## Selected excerpt
***

Born in Omsk in 1971, Sergey Loier was still very young when he was given a FED 5C – the Russian copy of the Leica – as a present. He then spent hours photographing kids playing in a sandbox, not knowing that twenty-five years later, this time armed with a digital camera, he would be taking pictures of his friends’ children in the same playground. In 2004 a stroke of luck turned him into a theatre photographer; and inspired by Lithuanian director Eimuntas Nekrosius, a master of the unspoken and the atmospheric, and photographer Evgeny Mokhorev, he began thinking of creating his own stories. Using miniature figures he set out to convey emotion in terms of speech, shouting and tears; these works were not a staged rendition of his ideas, but attempts to express his personal experience and inner feelings.
“I have a recurring dream. My mother is going through the door, and I’m afraid she’s abandoning me…” The project began in 2005 as a reminder that all around us children with no father or mother are waiting every single day for a parent to appear. Children denied warmth and affection and who are right there alongside us. Maybe in the street we live in there is an anonymous orphanage, where a child looks mutely out the window at the passers-by, hoping to recognise the one coming for him.

***

## Recorded information
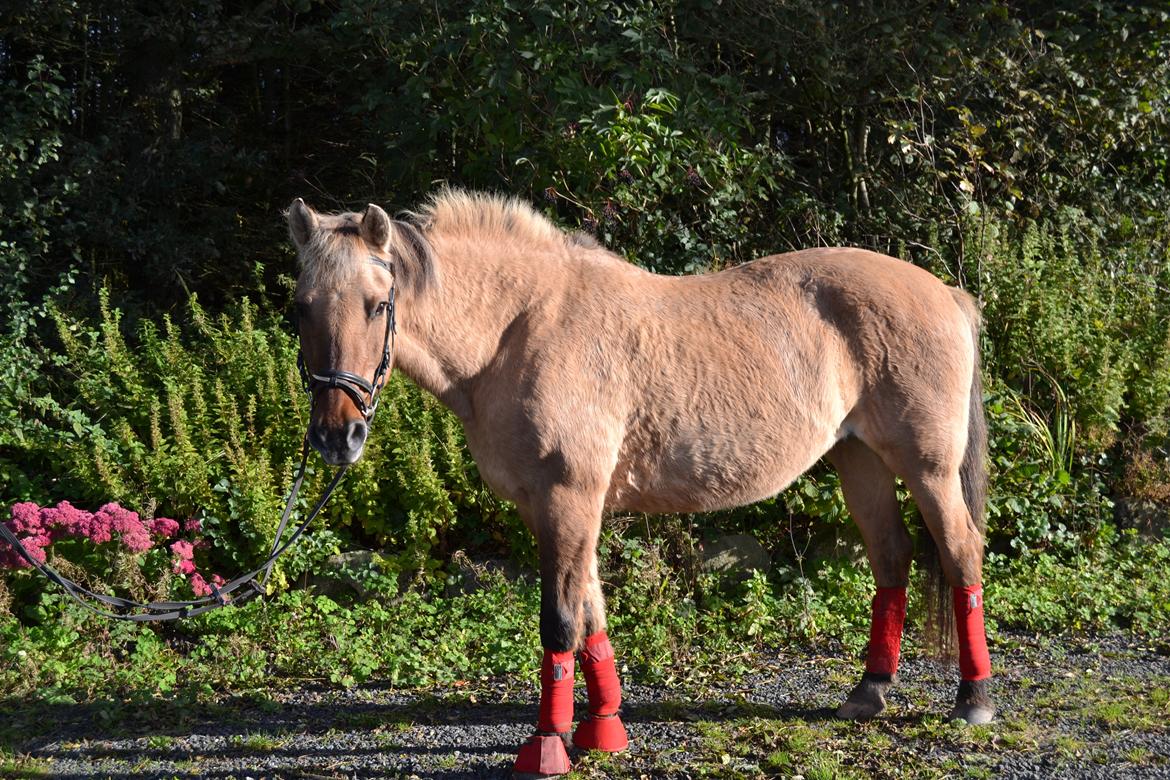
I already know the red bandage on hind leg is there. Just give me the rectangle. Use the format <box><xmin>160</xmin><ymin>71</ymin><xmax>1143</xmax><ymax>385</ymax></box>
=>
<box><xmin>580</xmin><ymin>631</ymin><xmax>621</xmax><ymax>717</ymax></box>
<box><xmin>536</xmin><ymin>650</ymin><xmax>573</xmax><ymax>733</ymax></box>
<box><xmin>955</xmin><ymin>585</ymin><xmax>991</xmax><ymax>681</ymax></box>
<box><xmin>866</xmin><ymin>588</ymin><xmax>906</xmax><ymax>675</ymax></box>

***

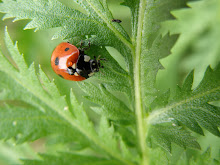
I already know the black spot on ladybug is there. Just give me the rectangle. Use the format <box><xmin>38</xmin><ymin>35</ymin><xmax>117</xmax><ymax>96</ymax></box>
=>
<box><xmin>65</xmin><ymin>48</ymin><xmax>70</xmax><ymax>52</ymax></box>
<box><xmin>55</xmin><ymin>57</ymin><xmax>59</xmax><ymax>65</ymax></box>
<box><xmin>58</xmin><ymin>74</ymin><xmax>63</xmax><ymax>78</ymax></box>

***

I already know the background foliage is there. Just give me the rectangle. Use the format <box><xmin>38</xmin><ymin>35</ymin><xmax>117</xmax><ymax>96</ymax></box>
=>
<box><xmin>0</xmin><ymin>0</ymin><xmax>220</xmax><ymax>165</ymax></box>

***

## Your task
Reproduce the stretch of the Sergey Loier text from "Born in Omsk" through "and inner feelings.". Rely only on the Sergey Loier text.

## Solution to this exercise
Born in Omsk in 1971, Sergey Loier was still very young when he was given a FED 5C – the Russian copy of the Leica – as a present. He then spent hours photographing kids playing in a sandbox, not knowing that twenty-five years later, this time armed with a digital camera, he would be taking pictures of his friends’ children in the same playground. In 2004 a stroke of luck turned him into a theatre photographer; and inspired by Lithuanian director Eimuntas Nekrosius, a master of the unspoken and the atmospheric, and photographer Evgeny Mokhorev, he began thinking of creating his own stories. Using miniature figures he set out to convey emotion in terms of speech, shouting and tears; these works were not a staged rendition of his ideas, but attempts to express his personal experience and inner feelings.